» **Problem statement**: Can you copy out every line of the material below word for word, leaving out the pictures?

» **Task material**:
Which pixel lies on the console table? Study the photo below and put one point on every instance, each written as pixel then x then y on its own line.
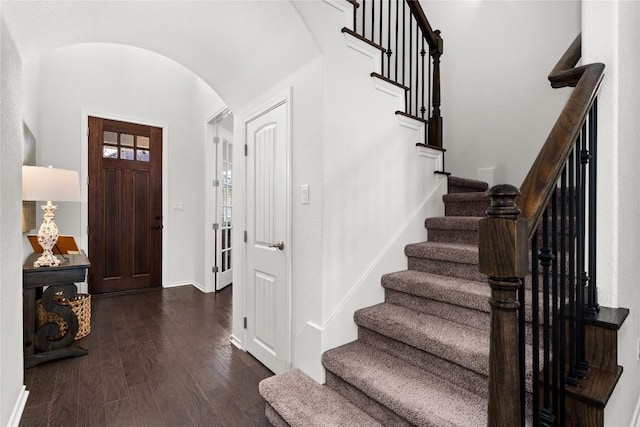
pixel 38 347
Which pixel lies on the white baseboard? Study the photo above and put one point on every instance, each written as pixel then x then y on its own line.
pixel 236 342
pixel 18 408
pixel 635 421
pixel 177 284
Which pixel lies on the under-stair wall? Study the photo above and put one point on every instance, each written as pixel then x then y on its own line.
pixel 377 185
pixel 497 54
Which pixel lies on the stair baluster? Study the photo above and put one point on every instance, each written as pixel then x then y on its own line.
pixel 411 69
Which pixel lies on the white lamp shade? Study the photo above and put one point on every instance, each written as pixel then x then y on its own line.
pixel 50 184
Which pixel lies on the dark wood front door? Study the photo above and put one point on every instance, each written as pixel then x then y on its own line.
pixel 125 206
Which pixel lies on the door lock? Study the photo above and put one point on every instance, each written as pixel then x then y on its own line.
pixel 279 245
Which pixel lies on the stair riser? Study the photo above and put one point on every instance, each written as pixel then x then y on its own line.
pixel 446 268
pixel 469 237
pixel 463 185
pixel 462 377
pixel 462 271
pixel 364 402
pixel 457 314
pixel 273 417
pixel 465 208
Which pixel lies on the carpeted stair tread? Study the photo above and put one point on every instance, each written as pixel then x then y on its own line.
pixel 465 293
pixel 417 396
pixel 453 229
pixel 462 185
pixel 466 204
pixel 469 223
pixel 300 401
pixel 464 345
pixel 466 197
pixel 453 252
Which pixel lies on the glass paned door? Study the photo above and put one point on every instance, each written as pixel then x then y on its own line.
pixel 224 212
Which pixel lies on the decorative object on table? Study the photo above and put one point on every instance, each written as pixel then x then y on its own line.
pixel 81 307
pixel 39 184
pixel 50 282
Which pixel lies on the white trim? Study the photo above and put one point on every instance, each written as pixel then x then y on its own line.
pixel 391 89
pixel 284 97
pixel 635 421
pixel 366 49
pixel 414 124
pixel 178 284
pixel 18 408
pixel 429 152
pixel 84 173
pixel 237 342
pixel 433 154
pixel 346 8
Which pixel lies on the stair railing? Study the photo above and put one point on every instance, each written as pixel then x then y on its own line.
pixel 550 220
pixel 400 29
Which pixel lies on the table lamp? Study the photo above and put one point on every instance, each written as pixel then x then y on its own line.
pixel 40 184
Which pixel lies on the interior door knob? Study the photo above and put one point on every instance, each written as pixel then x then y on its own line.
pixel 279 245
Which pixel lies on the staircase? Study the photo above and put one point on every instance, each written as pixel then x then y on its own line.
pixel 421 357
pixel 496 320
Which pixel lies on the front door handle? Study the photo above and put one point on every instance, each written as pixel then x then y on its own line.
pixel 279 245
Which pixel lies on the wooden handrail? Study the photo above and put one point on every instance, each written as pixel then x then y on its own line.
pixel 511 223
pixel 411 57
pixel 541 180
pixel 432 37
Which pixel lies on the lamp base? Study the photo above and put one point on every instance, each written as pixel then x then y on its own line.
pixel 48 237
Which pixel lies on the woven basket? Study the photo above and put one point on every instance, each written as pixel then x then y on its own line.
pixel 80 305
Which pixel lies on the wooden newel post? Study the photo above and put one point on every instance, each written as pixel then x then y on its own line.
pixel 503 241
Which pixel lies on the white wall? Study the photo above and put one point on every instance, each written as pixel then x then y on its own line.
pixel 612 35
pixel 306 274
pixel 130 84
pixel 11 366
pixel 238 47
pixel 497 104
pixel 374 186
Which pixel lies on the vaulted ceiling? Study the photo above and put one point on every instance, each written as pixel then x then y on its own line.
pixel 238 47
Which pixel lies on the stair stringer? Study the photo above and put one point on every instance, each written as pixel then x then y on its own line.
pixel 339 328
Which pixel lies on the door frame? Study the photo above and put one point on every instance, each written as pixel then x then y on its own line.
pixel 240 262
pixel 84 173
pixel 210 214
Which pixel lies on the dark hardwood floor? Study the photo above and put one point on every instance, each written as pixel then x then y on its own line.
pixel 159 358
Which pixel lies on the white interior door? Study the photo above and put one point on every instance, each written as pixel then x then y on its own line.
pixel 268 252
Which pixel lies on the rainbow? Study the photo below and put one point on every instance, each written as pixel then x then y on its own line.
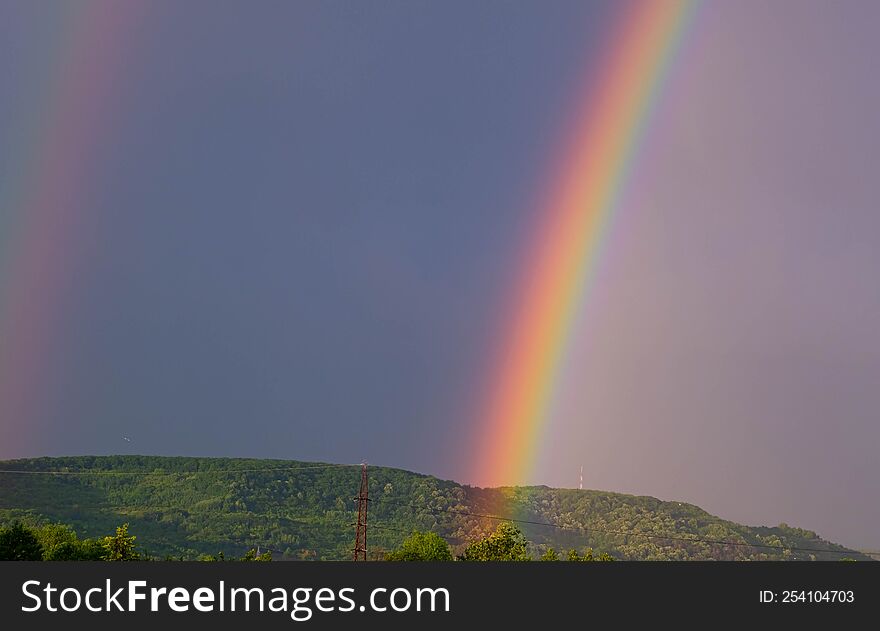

» **Solution for this exercise**:
Which pixel lies on the console table? Study the photo below and put one point on every instance, each written as pixel then x then y on its own line.
pixel 38 347
Which pixel lies on the white baseboard? Study the photo above and put one point on every instance, each written as pixel then x then y on its own line.
pixel 236 342
pixel 18 408
pixel 635 421
pixel 177 284
Which pixel lies on the under-stair wall? Study the photo above and put one point on every instance, each written as pixel then x then y on its own line.
pixel 377 185
pixel 497 54
Which pixel lies on the stair baluster? Study the photo above and put one point on every instance, each written as pixel then x then y on its own line.
pixel 411 69
Which pixel lies on the white lamp shade? Study the photo above and put one point on every instance, each written as pixel then x then y on its own line.
pixel 50 184
Which pixel lies on the dark wood front door? Study the photo above and put one point on every instance, each written as pixel then x then y on its own line.
pixel 125 206
Which pixel lies on the door lock? Study the photo above and put one point on every instance, each written as pixel then x then y on its own line.
pixel 279 245
Which pixel lies on the stair riser? Study the photo above and put one point on every instance, each written as pixel then x then y on its own line.
pixel 446 268
pixel 469 237
pixel 463 185
pixel 462 377
pixel 462 271
pixel 364 402
pixel 457 314
pixel 273 417
pixel 465 208
Which pixel lies on the carpeted stair tread? Study the photo above and put one point on every instance, each written as pixel then x then y on its own line.
pixel 465 293
pixel 417 396
pixel 453 229
pixel 462 185
pixel 466 204
pixel 469 223
pixel 300 401
pixel 464 345
pixel 466 197
pixel 453 252
Which pixel lies on the glass paned door? Study the photo above and put one point on every instance, each written as pixel then x then y on its own line.
pixel 224 212
Which pixel lies on the decorative object on table? Study the photo above and put one point on every instance, each written as pixel then x then y on its own line.
pixel 81 307
pixel 39 184
pixel 50 282
Which pixel lies on the white trim? Study the photo above and put one point on every instance, each written as pixel then x then y on its own line.
pixel 391 89
pixel 284 97
pixel 635 421
pixel 366 49
pixel 414 124
pixel 178 284
pixel 18 408
pixel 429 152
pixel 84 173
pixel 237 342
pixel 433 154
pixel 346 8
Which pixel lies on the stair railing? Study the photo above and put one point on every instance, each written as pixel then x then y on its own line.
pixel 550 220
pixel 400 29
Which pixel lies on the table lamp? Study the photo above and put one point on every instance, each written as pixel then x then y on its own line.
pixel 40 184
Which pixel lies on the interior door knob? Study the photo above and put one point on every instance, each written as pixel then x then y on its own line.
pixel 279 245
Which pixel lies on the staircase? Study the photo above and put one point on every instance, each written as pixel then x then y on its own line.
pixel 421 357
pixel 496 320
Which pixel lies on the front door handle? Study the photo above and put one point on every instance, each written as pixel then x then y on its own line.
pixel 279 245
Which pixel lies on the wooden handrail? Study the photo above and put one point on every instance, each written as pixel then x then y on its own line.
pixel 511 223
pixel 411 57
pixel 541 180
pixel 432 37
Which pixel lies on the lamp base? Study the photo above and put one point on every instance, each written as pixel then x then y on its own line.
pixel 48 237
Which pixel lies on the woven basket? Study the photo above and put one point on every instance, each written as pixel then x then y on its own line.
pixel 80 305
Which pixel lies on the wooden newel post? Study the photo above and put one point on every instance, each written as pixel then x then y on its own line.
pixel 503 241
Which pixel lies on the white wall? Study the photo above and put one point on every instance, each written as pixel then x then y on its own line.
pixel 612 35
pixel 306 274
pixel 130 84
pixel 11 366
pixel 238 47
pixel 497 104
pixel 374 186
Which pixel lies on the vaulted ceiling? Study the photo above and put one point on every instance, each written as pixel then x then y on its own line.
pixel 238 47
Which pixel lies on the stair stringer? Study the photo above and put one point on every instance, each written as pixel then x then y on its own line.
pixel 339 328
Which pixel lies on the door frame? Study the photo above and put one point on every instance, each written as pixel then x then y on its own line.
pixel 240 262
pixel 84 173
pixel 210 214
Which pixel lies on the dark hardwood floor? Study the photo above and put one point on every instance, each written as pixel then x then y on its own line.
pixel 159 358
Which pixel lies on the white interior door? Study the photo above and put one point on every instance, each written as pixel then x then y on its own line.
pixel 268 252
Which pixel lies on the rainbow? Study the photo below and put one point on every instance, each written as pixel then x then y on its own line.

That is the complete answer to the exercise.